§ MATERIAL SHOWN
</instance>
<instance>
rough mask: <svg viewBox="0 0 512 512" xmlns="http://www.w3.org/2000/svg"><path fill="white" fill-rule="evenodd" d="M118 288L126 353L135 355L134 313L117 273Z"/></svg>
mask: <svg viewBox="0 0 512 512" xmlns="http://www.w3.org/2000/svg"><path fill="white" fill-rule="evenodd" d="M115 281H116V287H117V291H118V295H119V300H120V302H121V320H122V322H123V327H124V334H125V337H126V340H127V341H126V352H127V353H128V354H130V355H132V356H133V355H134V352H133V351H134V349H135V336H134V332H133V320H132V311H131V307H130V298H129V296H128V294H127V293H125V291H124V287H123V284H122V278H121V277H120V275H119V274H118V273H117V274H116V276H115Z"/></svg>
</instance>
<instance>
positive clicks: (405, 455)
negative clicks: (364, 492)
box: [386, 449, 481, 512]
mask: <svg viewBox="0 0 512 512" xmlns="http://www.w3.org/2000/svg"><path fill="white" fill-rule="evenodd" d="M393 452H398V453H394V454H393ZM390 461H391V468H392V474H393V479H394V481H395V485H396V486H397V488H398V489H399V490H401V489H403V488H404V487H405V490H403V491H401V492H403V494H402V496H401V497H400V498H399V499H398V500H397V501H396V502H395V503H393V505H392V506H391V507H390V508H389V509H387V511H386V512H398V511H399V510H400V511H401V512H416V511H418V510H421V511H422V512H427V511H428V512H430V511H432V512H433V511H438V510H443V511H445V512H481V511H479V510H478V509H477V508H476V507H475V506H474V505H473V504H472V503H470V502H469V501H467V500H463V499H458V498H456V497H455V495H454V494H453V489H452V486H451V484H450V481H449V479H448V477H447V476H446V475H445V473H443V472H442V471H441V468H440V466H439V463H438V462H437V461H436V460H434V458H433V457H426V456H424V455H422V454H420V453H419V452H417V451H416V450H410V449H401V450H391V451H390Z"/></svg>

§ TO DO
Show each line of the records above that contains the string "clicks", treating uppercase and lowercase as different.

§ WRITTEN RESPONSE
positive clicks: (405, 455)
negative clicks: (364, 492)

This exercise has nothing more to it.